Would it be possible to write out each entry below exactly, without the pictures?

Dataset items:
========

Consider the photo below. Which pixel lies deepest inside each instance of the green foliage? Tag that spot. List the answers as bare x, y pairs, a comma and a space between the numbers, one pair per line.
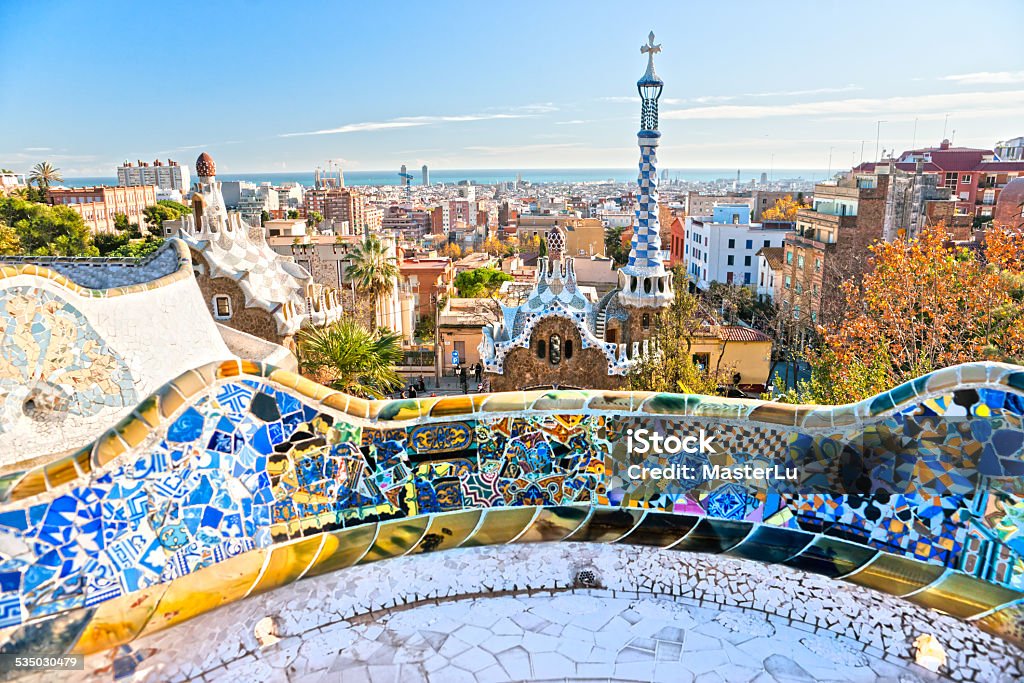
351, 358
10, 244
108, 243
670, 366
738, 303
373, 270
425, 329
480, 282
613, 248
138, 248
164, 210
177, 207
46, 230
835, 383
43, 174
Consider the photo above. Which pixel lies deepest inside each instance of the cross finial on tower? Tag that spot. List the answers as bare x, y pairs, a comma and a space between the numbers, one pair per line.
650, 49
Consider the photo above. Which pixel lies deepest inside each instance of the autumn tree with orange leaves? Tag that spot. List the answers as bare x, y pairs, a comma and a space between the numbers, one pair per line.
784, 209
923, 305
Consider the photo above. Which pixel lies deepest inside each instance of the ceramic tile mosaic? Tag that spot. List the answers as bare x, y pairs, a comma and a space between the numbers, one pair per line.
267, 477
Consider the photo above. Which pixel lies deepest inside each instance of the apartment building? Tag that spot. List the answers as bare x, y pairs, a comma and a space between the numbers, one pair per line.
99, 204
724, 246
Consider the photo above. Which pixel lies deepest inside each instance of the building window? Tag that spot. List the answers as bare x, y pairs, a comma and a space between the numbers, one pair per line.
222, 307
555, 350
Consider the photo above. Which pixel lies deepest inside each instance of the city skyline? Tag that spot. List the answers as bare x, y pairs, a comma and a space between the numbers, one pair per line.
375, 87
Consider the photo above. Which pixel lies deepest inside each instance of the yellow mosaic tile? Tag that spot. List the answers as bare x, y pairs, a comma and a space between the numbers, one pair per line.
205, 589
119, 621
287, 562
342, 549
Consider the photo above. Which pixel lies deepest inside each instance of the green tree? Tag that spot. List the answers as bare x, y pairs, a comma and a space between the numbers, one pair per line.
374, 271
10, 244
613, 246
46, 230
349, 357
164, 210
138, 248
43, 174
480, 283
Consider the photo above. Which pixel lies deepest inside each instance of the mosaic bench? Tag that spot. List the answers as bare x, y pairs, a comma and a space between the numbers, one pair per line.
237, 478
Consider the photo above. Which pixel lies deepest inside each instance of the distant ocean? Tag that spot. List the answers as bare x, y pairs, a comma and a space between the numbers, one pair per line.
492, 176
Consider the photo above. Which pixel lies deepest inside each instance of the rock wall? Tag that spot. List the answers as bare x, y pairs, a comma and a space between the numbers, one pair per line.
77, 357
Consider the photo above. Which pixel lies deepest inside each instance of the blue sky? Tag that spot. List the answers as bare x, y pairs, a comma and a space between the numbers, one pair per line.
283, 86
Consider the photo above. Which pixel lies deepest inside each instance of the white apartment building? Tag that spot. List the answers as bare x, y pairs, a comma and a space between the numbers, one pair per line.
723, 247
169, 175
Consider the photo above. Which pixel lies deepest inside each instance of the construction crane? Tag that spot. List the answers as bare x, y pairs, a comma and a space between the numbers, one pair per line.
407, 179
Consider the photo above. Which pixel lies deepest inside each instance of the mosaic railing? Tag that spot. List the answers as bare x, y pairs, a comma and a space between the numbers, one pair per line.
239, 478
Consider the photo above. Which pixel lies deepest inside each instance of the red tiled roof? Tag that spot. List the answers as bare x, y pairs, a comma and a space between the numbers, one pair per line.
773, 255
739, 333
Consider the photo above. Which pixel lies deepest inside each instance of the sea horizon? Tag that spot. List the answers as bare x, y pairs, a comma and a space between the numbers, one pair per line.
493, 176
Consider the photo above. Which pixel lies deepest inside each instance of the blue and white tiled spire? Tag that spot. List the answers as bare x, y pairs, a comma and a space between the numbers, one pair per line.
644, 281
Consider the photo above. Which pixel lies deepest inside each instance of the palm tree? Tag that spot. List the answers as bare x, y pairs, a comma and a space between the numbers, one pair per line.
374, 272
43, 174
347, 356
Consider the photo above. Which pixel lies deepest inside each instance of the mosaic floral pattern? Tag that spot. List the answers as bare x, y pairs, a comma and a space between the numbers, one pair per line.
53, 360
244, 465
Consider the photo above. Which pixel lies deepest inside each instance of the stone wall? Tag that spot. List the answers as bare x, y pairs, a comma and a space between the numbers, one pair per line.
74, 360
587, 369
256, 322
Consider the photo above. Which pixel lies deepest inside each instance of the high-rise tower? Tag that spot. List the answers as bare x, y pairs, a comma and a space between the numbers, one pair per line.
644, 281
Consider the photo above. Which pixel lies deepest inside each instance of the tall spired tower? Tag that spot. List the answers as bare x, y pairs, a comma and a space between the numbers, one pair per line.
644, 281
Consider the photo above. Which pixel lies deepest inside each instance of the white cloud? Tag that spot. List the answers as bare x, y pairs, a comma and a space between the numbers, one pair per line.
408, 122
989, 77
958, 103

========

Worked answer:
Consider the photo below. Which pixel lies deepest inside each instance of the green foliage? Tag that spot. List the answers as bare x, y pairs, a comma and a space between the numbers, one pair per line.
351, 358
10, 244
108, 243
670, 366
738, 303
373, 270
425, 329
480, 282
613, 248
138, 248
164, 210
177, 207
46, 230
835, 383
43, 174
Consider the photo above. Which pixel lies deepest inside each instance of the cross finial on tower? Tag that spot. List the answers as bare x, y pairs, a comma and a space between the numbers, one pair per line.
650, 49
Consider the photo above. Which pixel lies deepest inside each instance of the autumn tree with orange leaves? Tag that spot. List the answers as bare x, y pairs, a comma and a space between the numbers, one pair per line.
784, 209
923, 305
Consider the photo above. Which pixel lies deepest inside each instance of the ceramic tile mosaic? Tag that spot. List the answers as bare x, y pairs, a comma and a space between the numbers, one pair per line.
267, 477
Consider the photo above. Which pixel lies deepest inside each instance of the apartment building? Tag that spot. List the answers as bare x, y pairs, a comma and a space between the numbers, one pair per line.
99, 204
724, 246
Consider the photo above. Which pixel lies deepest inside each instance of the building window? Tag that spot. List the answers as bare x, y pairs, a comma and a space between the numbers, one pair per line.
222, 307
555, 350
Consider the photo above. Which pixel lies deepest inside each instance of the city skyline? Tag that spot. List the answers as bare x, y pairs, a comma and a space between the numbers, one pair per line.
375, 87
Consider the photo above. Which pixel lies deepest inside each instance of the yellow mosaic tile? Tag that spot. List the answers as bare x, y pairs, a comma and a space between the numbers, one pair per line.
205, 589
119, 621
287, 562
342, 549
Consider the photo above. Which pixel lies deepest inside each instance of the green tree? Tag that spot. List the answers as bare x, y pairs, a comma and a space between the numbers, one pair per line.
374, 271
10, 244
613, 246
46, 230
349, 357
164, 210
138, 248
43, 174
480, 283
Consider the photo above. Which pixel lies deepest inside each instance of the mosaic bench? Tag that spot. List the answers as bare x, y pairs, a comma and a space between the numbers, one pair per line.
237, 478
Consider the photo above. Which pixel lies deepest inside each instance of the distant ocean? Tag that spot. List the answers as bare x, y pairs, a comma and a space between the numbers, one pair per line.
492, 176
Consider the photo above. Which pixel lies deepest inside each instance of the rock wall? Tag that spot. List the answers as bare x, y pairs, a comma and a space between the numbers, one pair per line.
77, 357
Consider the photo above. Which pixel lies deepest inside each instance of the blue sky? Tag that spot. List the answers as bare x, y pairs, a comma and a space between the numbers, one pair per line.
283, 86
Consider the photo above. Which pixel lies deepest inside each instance of the white apartment building? Tag that spot. List the answers as bare x, y pairs, a comma and a space between the numbers, one pair per line.
723, 247
169, 175
Consider the photo above. Which pixel lies deepest inside each instance of the construction crane? Tag that spot. List the answers as bare x, y pairs, a comma and a space between the numbers, one pair per line.
407, 179
Consider the photo above. Which pixel lies deepest inside each instance of the mosaic railing? Tag that spot. List the answers as bare x, y pairs, a comma and a space between the numbers, one pair per line.
239, 478
Consider the photo above. Which pixel lies deepest inside each instance of the red tiled roof? Tag that spot. List the answers as bare x, y pairs, a comma and a space between the numbers, one pair per line.
773, 255
739, 333
Consider the photo above. Which pixel lies deepest inside each instance of the sea horizon? Tag that spot. List the answers as bare x, y pairs, a comma and a space between the numbers, one pair per line.
493, 176
Consider the photo above. Which pixel lies deepest inside each instance of the blue and white tiled spire? Tag that spot. List the answers as bare x, y pairs, a comma and a space between the numbers, one pair per line.
644, 281
Consider the photo above. Which pixel lies deepest inside each instance of the palm tree? Tag that spot. List the answers as bare x, y pairs, a comma and a space between the numbers, one pair per line.
374, 272
43, 174
347, 356
Consider the photo above. Which pixel lies deepest inside each instance of the mosaic floral pattern? Tag that spot. List the answers as bare x, y pairs, a comma and a space between the numbers, one pair per line.
53, 360
244, 465
Consider the photo above. Which pixel lies deepest inside each instance of the stone wall? Tag that spot. List the answers as bare x, y pairs, a comma and a space between the numbers, one pair per line.
74, 360
587, 369
256, 322
Consider the photo above. Which pixel lies deepest inside each instance of the high-rise tower? Tag that spot. List the answers as bare x, y pairs, a comma and a space between the numbers, one pair per line.
644, 281
Consider the photo above. Which pixel lies deepest inside each instance of the tall spired tower? Tag that spot. List the answers as bare x, y pairs, a comma and a space between the numbers, one pair per line.
644, 281
Consider the photo above. Which pixel lies deepest inside each instance of the white cloud? Tag that spot. List the answers as bare x, y pairs, a comma and a space between the numbers, one pair per line.
408, 122
989, 77
958, 103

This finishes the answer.